Her mit der totalen Heimat – und dem Qu-Wort!
Über rote Linien, hinter denen nichts mehr gesungen wird, das nicht zu uns gehört.
Ich singe nicht. Nicht, weil ich die falschen Lieder kenne. Ich singe nicht, damit ich den lieben Menschen in meiner Umgebung das Leben nicht schwerer als nötig mache. Dann müssten die nämlich alle absichtlich weghören. Dabei ist das feine Hinhören so wichtig in all dem Weltenlärm und Wortgetöse.
Ich singe nicht. Ich gehöre keinem Chor, keiner Burschenschaft an, wo das Exekutieren der Texte aus Liederbüchern quasi zur Grundrüstung gehört. Ich höre aber gern zu.
Zum Beispiel hörte ich in diesen Tagen den Spekulationen über ein Aus des Radiosenders FM4 zu. Dort läuft sehr viel, sehr wertvolle, weil anspruchsvolle österreichische Musik. Viel dieser hierzulande entstandenen Musik bekommt längst auch international große Aufmerksamkeit. Nicht wie der Mozart oder der Falco, schon klar – aber die sind beide ja auch tot. Und das Tote verkauft sich halt sehr gut, weil man sich schon daran gewöhnt hat. Das lebendig Neue hat’s dagegen schwerer. Während der Spekulationen über FM4 fiel mir jedenfalls ein, dass die neue Regierung ganz viel auf das Österreichische setzt in ihrem Kulturprogramm.

**ZIEL DER AUFGABE:**
Beantworten Sie anhand des vorliegenden Textes diese drei Fragen:
1. Aus welchem Grund singt die Ich-Person nach eigener Aussage nicht?
2. Welchen beiden Gemeinschaften gehört die Ich-Person nicht an?
3. Über das mögliche Aus welches Radiosenders wurde spekuliert?

**BEREITGESTELLTES MATERIAL:**
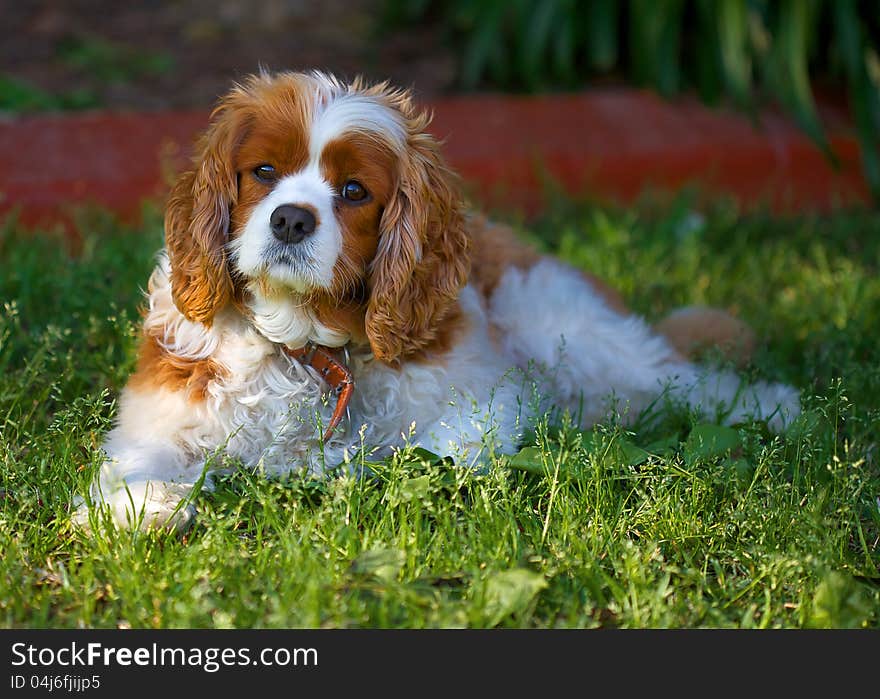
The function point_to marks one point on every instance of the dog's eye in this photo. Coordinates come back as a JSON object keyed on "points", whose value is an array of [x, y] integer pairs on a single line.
{"points": [[265, 173], [354, 191]]}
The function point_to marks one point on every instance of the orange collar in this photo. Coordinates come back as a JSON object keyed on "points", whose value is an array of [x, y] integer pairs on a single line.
{"points": [[335, 373]]}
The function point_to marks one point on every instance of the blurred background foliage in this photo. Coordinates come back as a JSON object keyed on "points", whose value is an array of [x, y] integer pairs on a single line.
{"points": [[745, 51]]}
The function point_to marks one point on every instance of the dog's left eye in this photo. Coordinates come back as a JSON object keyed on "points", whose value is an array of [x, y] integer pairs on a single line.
{"points": [[353, 191], [265, 173]]}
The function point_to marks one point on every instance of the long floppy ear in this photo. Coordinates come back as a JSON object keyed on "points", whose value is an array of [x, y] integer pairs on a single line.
{"points": [[197, 217], [422, 260]]}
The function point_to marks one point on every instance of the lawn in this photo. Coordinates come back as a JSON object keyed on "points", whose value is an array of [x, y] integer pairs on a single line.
{"points": [[672, 522]]}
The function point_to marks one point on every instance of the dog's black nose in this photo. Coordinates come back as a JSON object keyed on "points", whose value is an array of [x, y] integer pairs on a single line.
{"points": [[290, 223]]}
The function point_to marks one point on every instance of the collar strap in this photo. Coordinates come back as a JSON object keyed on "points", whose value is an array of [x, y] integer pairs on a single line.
{"points": [[335, 374]]}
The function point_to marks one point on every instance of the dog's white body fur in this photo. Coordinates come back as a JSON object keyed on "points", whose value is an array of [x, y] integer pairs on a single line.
{"points": [[544, 337], [479, 398]]}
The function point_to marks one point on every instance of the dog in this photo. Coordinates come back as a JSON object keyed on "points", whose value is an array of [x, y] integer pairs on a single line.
{"points": [[324, 289]]}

**ERGEBNIS:**
1. Die Ich-Person singt nicht, um den lieben Menschen in ihrer Umgebung das Leben nicht schwerer als nötig zu machen.
2. Sie gehört keinem Chor und keiner Burschenschaft an.
3. Es wurde über ein Aus des Radiosenders FM4 spekuliert.